**READING PASSAGE**:
<<<<

The locations of the available tide gauges inside the 3D DCSM-FM (red dots) and the Nemo-Nordic (blue dots) model domains. The tide gauges marked with a black circle are those that are only available for the most preferred time span, while those marked with a black cross are only available for the least preferred one. No black circle or cross means the tide gauge is available for both time spans

Table 2 Variance factors estimated in Experiments I and II

Table 2 provides the estimated variance factors for the three observation groups. Figure 4 shows the differences between the geopotential numbers of the UELN-only solution and the ones estimated in Experiment I, as well as the contribution to these differences from both hydrodynamic leveling datasets separately. These contributions were obtained by realizing the EVRS based on the UELN dataset and the identified hydrodynamic leveling connections in the specific sea basin. The applied variance factors are the same as those estimated when using both hydrodynamic leveling datasets. The results show the following:

Fig. 4
figure 4

Differences between the geopotential numbers associated to the UELN-only solution (Experiment 0) and the ones estimated in Experiment I (a). The panels (b) and (c) show respectively the contributions of the 49 connections added in the Baltic Sea and the 75 in the northwest European continental shelf

  • Both hydrodynamic leveling datasets are downweighted compared to the UELN dataset; for the latter dataset, the estimated variance factor is 0.973, whereas for the 3D DCSM-FM and Nemo-Nordic hydrodynamic leveling datasets the variance factors are 2.156 and 2.273, respectively. This means that the standard deviations of the added hydrodynamic leveling connections increase from 33.8–41.5 kgal  mm to 49.6–61.0 kgal  mm (3D DCSM-FM) and 38.4–59.9 kgal  mm to 58.0–90.3 kgal  mm (Nemo-Nordic).

>>>>

[Labeled object pointing entries]
<<<<

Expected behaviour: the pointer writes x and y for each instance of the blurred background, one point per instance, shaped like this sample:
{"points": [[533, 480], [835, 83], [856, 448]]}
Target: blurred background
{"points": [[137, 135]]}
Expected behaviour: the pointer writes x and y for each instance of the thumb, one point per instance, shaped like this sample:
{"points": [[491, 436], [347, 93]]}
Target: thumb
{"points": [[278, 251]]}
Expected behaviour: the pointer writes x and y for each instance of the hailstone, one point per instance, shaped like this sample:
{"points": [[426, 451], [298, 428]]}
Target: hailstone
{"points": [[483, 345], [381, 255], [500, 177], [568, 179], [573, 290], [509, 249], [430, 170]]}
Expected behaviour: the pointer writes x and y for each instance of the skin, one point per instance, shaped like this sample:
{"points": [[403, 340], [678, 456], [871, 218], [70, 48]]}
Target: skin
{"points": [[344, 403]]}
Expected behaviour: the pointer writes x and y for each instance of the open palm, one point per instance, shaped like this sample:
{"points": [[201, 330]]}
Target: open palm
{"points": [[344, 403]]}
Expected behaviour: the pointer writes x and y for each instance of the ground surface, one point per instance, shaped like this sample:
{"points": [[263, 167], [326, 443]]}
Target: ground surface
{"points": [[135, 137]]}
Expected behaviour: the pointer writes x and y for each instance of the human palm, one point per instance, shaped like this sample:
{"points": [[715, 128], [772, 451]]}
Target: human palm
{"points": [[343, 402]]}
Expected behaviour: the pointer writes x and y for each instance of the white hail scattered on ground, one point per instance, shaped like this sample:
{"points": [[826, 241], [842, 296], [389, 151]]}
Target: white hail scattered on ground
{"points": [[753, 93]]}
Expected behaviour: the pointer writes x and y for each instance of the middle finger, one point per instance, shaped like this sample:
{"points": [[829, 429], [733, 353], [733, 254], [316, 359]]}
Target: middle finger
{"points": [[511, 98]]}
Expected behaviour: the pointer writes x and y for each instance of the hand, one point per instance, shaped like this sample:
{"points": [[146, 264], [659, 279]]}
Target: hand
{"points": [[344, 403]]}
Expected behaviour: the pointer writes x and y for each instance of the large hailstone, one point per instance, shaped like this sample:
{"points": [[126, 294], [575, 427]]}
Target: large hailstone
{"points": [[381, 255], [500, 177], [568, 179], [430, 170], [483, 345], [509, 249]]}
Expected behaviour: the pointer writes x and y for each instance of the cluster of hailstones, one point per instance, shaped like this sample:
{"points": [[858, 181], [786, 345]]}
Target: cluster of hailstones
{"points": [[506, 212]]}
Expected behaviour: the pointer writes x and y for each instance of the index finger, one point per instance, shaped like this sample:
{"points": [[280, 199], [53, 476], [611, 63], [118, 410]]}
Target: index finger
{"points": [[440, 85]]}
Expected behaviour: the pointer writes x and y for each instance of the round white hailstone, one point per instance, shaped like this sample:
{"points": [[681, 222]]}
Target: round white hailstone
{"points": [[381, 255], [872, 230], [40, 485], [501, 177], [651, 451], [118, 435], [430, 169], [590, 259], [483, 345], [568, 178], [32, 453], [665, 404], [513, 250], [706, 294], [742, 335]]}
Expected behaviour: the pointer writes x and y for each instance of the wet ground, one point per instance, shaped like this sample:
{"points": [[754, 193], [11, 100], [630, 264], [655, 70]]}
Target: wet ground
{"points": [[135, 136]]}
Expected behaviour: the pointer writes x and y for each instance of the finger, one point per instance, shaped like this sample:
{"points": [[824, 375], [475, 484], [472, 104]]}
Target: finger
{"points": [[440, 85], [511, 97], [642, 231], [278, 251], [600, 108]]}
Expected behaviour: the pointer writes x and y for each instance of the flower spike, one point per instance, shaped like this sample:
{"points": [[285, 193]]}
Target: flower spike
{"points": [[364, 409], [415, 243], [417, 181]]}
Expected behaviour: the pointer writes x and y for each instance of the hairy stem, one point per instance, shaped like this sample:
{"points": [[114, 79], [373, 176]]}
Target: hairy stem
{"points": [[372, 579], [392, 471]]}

>>>>

**REQUEST A**:
Answer these questions about the passage on tide gauges and hydrodynamic leveling:
(i) What does a black cross on a tide gauge mean?
(ii) How many connections were added in the Baltic Sea?
(iii) What variance factor was estimated for the UELN dataset?
**REQUEST B**:
Copy the listing lines word for word, starting with the line that contains "of the large" and going on through the last line of the listing, with both of those lines included.

**COMPLETE RESPONSE A**:
(i) The tide gauge is only available for the least preferred time span.
(ii) 49
(iii) 0.973

**COMPLETE RESPONSE B**:
Expected behaviour: the pointer writes x and y for each instance of the large hailstone, one point per instance, shaped like this sample:
{"points": [[126, 294], [575, 427]]}
Target: large hailstone
{"points": [[381, 255], [500, 177], [568, 179], [430, 170], [483, 345], [509, 249]]}
Expected behaviour: the pointer writes x and y for each instance of the cluster of hailstones, one point per instance, shaped like this sample:
{"points": [[858, 181], [786, 345]]}
Target: cluster of hailstones
{"points": [[506, 212]]}
Expected behaviour: the pointer writes x and y for each instance of the index finger, one point per instance, shaped like this sample:
{"points": [[280, 199], [53, 476], [611, 63], [118, 410]]}
Target: index finger
{"points": [[440, 85]]}
Expected behaviour: the pointer writes x and y for each instance of the round white hailstone, one point per instance, shaped like this sample:
{"points": [[681, 222]]}
Target: round white hailstone
{"points": [[381, 255], [872, 230], [40, 485], [501, 177], [651, 451], [118, 435], [430, 169], [590, 259], [483, 345], [568, 178], [32, 453], [665, 404], [513, 250], [706, 294], [742, 335]]}
Expected behaviour: the pointer writes x and y for each instance of the wet ground, one point per instance, shaped like this sample:
{"points": [[754, 193], [11, 100], [630, 264], [655, 70]]}
Target: wet ground
{"points": [[135, 136]]}
Expected behaviour: the pointer writes x and y for each instance of the finger, one point per instance, shaped like this sample:
{"points": [[824, 375], [475, 484], [472, 104]]}
Target: finger
{"points": [[440, 85], [511, 97], [642, 231], [278, 251], [600, 108]]}
Expected behaviour: the pointer writes x and y for each instance of the flower spike, one point per instance, shaped like this sample:
{"points": [[285, 193]]}
Target: flower spike
{"points": [[364, 409], [415, 243], [417, 181]]}
Expected behaviour: the pointer writes x and y for each instance of the hairy stem, one point per instance, shaped like this sample:
{"points": [[114, 79], [373, 176]]}
Target: hairy stem
{"points": [[372, 579], [392, 471]]}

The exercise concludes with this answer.